▶ **Work to complete**
For each entry that follows, produce an exact copy.

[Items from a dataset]

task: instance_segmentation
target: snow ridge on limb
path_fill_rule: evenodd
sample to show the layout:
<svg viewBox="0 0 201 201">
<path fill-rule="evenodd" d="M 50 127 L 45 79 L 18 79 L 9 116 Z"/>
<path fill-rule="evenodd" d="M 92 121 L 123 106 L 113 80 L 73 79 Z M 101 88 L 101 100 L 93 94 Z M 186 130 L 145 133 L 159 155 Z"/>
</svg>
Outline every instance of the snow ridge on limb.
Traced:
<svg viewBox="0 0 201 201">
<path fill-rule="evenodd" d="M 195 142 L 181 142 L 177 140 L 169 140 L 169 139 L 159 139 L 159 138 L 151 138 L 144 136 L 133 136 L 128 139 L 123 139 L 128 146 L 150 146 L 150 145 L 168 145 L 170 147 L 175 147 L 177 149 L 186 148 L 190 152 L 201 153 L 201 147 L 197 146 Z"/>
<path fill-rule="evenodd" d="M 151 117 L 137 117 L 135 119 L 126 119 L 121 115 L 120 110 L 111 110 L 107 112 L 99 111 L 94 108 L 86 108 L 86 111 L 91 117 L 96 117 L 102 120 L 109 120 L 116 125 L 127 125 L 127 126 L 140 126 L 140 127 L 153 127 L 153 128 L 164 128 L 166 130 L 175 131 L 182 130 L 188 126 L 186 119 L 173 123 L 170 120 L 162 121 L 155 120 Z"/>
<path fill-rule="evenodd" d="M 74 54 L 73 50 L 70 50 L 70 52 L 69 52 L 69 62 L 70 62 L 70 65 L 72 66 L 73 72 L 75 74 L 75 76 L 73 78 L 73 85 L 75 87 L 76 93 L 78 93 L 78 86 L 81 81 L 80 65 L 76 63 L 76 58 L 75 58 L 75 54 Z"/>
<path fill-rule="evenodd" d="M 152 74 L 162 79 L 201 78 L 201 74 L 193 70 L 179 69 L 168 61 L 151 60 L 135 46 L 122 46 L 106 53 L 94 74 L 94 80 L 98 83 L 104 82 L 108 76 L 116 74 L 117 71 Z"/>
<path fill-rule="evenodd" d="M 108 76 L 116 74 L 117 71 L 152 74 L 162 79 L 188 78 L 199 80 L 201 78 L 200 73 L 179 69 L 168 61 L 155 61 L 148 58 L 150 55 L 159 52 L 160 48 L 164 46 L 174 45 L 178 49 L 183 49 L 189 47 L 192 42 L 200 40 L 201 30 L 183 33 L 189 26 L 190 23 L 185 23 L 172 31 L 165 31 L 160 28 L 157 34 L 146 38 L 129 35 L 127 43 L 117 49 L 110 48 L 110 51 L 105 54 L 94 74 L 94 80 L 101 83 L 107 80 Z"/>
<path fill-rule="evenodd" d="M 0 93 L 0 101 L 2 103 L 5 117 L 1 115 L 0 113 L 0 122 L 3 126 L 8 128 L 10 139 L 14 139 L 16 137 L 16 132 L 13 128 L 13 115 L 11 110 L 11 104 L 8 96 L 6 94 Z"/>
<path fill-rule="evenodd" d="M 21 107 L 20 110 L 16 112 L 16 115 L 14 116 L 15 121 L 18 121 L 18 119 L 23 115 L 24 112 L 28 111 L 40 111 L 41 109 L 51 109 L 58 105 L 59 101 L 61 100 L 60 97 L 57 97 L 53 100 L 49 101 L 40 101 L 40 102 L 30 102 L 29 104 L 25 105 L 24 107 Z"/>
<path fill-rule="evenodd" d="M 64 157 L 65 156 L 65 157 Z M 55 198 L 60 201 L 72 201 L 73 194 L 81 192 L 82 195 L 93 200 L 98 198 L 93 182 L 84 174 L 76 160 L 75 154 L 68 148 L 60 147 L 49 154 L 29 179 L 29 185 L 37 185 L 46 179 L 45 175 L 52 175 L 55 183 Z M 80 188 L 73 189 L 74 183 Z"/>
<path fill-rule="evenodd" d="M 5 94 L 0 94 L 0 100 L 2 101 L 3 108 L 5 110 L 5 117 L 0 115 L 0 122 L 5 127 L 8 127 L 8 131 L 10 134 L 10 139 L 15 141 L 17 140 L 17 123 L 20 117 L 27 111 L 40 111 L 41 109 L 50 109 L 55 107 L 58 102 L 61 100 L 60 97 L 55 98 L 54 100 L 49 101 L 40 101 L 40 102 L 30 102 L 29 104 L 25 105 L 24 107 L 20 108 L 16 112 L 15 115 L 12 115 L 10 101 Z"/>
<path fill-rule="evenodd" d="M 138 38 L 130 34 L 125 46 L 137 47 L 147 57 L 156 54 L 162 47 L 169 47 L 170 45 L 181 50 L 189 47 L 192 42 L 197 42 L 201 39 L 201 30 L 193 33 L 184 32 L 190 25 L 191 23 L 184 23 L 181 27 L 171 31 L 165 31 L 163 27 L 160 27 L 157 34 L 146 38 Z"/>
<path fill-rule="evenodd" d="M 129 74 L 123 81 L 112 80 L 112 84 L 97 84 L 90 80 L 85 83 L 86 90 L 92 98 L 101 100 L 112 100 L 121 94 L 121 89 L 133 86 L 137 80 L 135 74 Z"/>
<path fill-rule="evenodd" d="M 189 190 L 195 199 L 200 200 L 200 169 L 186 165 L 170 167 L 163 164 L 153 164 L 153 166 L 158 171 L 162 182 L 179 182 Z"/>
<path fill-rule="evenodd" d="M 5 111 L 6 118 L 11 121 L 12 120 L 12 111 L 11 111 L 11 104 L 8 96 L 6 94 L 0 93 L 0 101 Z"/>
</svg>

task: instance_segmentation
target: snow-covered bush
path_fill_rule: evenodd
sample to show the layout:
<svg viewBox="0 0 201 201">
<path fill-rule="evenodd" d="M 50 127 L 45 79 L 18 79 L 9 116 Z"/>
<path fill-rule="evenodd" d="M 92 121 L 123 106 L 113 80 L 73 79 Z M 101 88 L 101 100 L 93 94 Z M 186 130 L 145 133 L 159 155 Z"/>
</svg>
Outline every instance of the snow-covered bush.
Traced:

▶ **Answer box**
task: instance_segmentation
target: snow ridge on limb
path_fill_rule: evenodd
sample to show the layout:
<svg viewBox="0 0 201 201">
<path fill-rule="evenodd" d="M 50 127 L 45 79 L 18 79 L 9 116 Z"/>
<path fill-rule="evenodd" d="M 92 121 L 123 106 L 113 80 L 73 79 Z M 101 88 L 101 100 L 93 94 Z M 186 130 L 145 133 L 159 155 Z"/>
</svg>
Outline every instance of the snow ridge on limb.
Traced:
<svg viewBox="0 0 201 201">
<path fill-rule="evenodd" d="M 195 142 L 181 142 L 177 140 L 169 140 L 169 139 L 159 139 L 159 138 L 151 138 L 144 136 L 133 136 L 128 139 L 123 139 L 128 146 L 150 146 L 150 145 L 168 145 L 170 147 L 175 147 L 177 149 L 186 148 L 190 152 L 201 153 L 201 147 L 197 146 Z"/>
<path fill-rule="evenodd" d="M 151 117 L 137 117 L 135 119 L 126 119 L 121 115 L 120 110 L 111 110 L 107 112 L 99 111 L 94 108 L 86 108 L 86 111 L 91 117 L 96 117 L 102 120 L 109 120 L 116 125 L 127 125 L 127 126 L 140 126 L 140 127 L 153 127 L 153 128 L 164 128 L 166 130 L 175 131 L 182 130 L 188 126 L 186 119 L 173 123 L 170 120 L 162 121 L 155 120 Z"/>
<path fill-rule="evenodd" d="M 74 54 L 73 50 L 70 50 L 70 52 L 69 52 L 69 62 L 70 62 L 70 65 L 72 66 L 73 72 L 75 74 L 75 76 L 73 78 L 73 85 L 75 87 L 76 93 L 78 93 L 78 86 L 81 81 L 80 65 L 76 63 L 76 58 L 75 58 L 75 54 Z"/>
<path fill-rule="evenodd" d="M 152 74 L 162 79 L 201 78 L 201 74 L 193 70 L 179 69 L 168 61 L 151 60 L 135 46 L 122 46 L 106 53 L 94 74 L 94 80 L 98 83 L 104 82 L 108 76 L 116 74 L 117 71 Z"/>
<path fill-rule="evenodd" d="M 108 76 L 116 74 L 117 71 L 152 74 L 162 79 L 188 78 L 199 80 L 201 78 L 200 73 L 179 69 L 168 61 L 155 61 L 148 58 L 150 55 L 159 52 L 160 48 L 164 46 L 174 45 L 178 49 L 183 49 L 189 47 L 192 42 L 200 40 L 201 30 L 183 33 L 189 26 L 190 23 L 185 23 L 172 31 L 165 31 L 160 28 L 157 34 L 146 38 L 129 35 L 127 43 L 117 49 L 110 48 L 110 51 L 105 54 L 94 74 L 94 80 L 101 83 L 107 80 Z"/>
<path fill-rule="evenodd" d="M 0 93 L 0 101 L 2 103 L 5 117 L 1 115 L 0 113 L 0 122 L 3 126 L 8 128 L 10 139 L 14 139 L 16 137 L 16 132 L 13 128 L 13 115 L 11 110 L 11 104 L 8 96 L 6 94 Z"/>
<path fill-rule="evenodd" d="M 21 107 L 20 110 L 16 112 L 16 115 L 14 116 L 15 121 L 18 121 L 18 119 L 23 115 L 24 112 L 28 111 L 40 111 L 41 109 L 51 109 L 58 105 L 59 101 L 61 100 L 60 97 L 57 97 L 53 100 L 49 101 L 40 101 L 40 102 L 30 102 L 29 104 L 25 105 L 24 107 Z"/>
<path fill-rule="evenodd" d="M 64 157 L 65 156 L 65 157 Z M 55 198 L 60 201 L 72 201 L 73 194 L 81 192 L 82 195 L 93 200 L 98 198 L 93 182 L 84 174 L 76 160 L 75 154 L 68 148 L 60 147 L 49 154 L 29 179 L 29 185 L 37 185 L 46 179 L 45 175 L 52 175 L 55 183 Z M 80 188 L 73 189 L 74 183 Z"/>
<path fill-rule="evenodd" d="M 5 94 L 0 94 L 0 100 L 2 101 L 3 108 L 5 110 L 5 117 L 0 115 L 0 122 L 5 127 L 8 127 L 8 131 L 10 134 L 10 139 L 15 141 L 17 140 L 17 123 L 20 117 L 27 111 L 40 111 L 41 109 L 50 109 L 55 107 L 58 102 L 61 100 L 60 97 L 55 98 L 54 100 L 49 101 L 40 101 L 40 102 L 30 102 L 29 104 L 25 105 L 24 107 L 20 108 L 16 112 L 15 115 L 12 115 L 10 101 Z"/>
<path fill-rule="evenodd" d="M 138 38 L 130 34 L 125 46 L 137 47 L 147 57 L 156 54 L 162 47 L 169 47 L 170 45 L 181 50 L 189 47 L 192 42 L 197 42 L 201 39 L 201 30 L 193 33 L 184 32 L 190 25 L 191 23 L 184 23 L 181 27 L 171 31 L 165 31 L 163 27 L 160 27 L 157 34 L 146 38 Z"/>
<path fill-rule="evenodd" d="M 129 74 L 123 81 L 112 80 L 112 84 L 97 84 L 90 80 L 85 83 L 86 90 L 92 98 L 101 100 L 112 100 L 121 94 L 121 89 L 133 86 L 137 80 L 135 74 Z"/>
<path fill-rule="evenodd" d="M 189 190 L 195 199 L 200 200 L 200 169 L 186 165 L 170 167 L 163 164 L 153 164 L 153 166 L 158 171 L 162 182 L 179 182 Z"/>
<path fill-rule="evenodd" d="M 5 111 L 6 118 L 11 121 L 12 120 L 12 111 L 11 111 L 11 104 L 8 96 L 6 94 L 0 93 L 0 101 Z"/>
</svg>

task: instance_segmentation
target: snow-covered bush
path_fill_rule: evenodd
sample to show the layout:
<svg viewBox="0 0 201 201">
<path fill-rule="evenodd" d="M 50 127 L 45 79 L 18 79 L 9 116 Z"/>
<path fill-rule="evenodd" d="M 92 121 L 123 106 L 113 80 L 73 79 Z M 101 88 L 101 100 L 93 94 Z M 186 130 L 145 133 L 159 155 Z"/>
</svg>
Outline every instance of the snow-covered bush.
Traced:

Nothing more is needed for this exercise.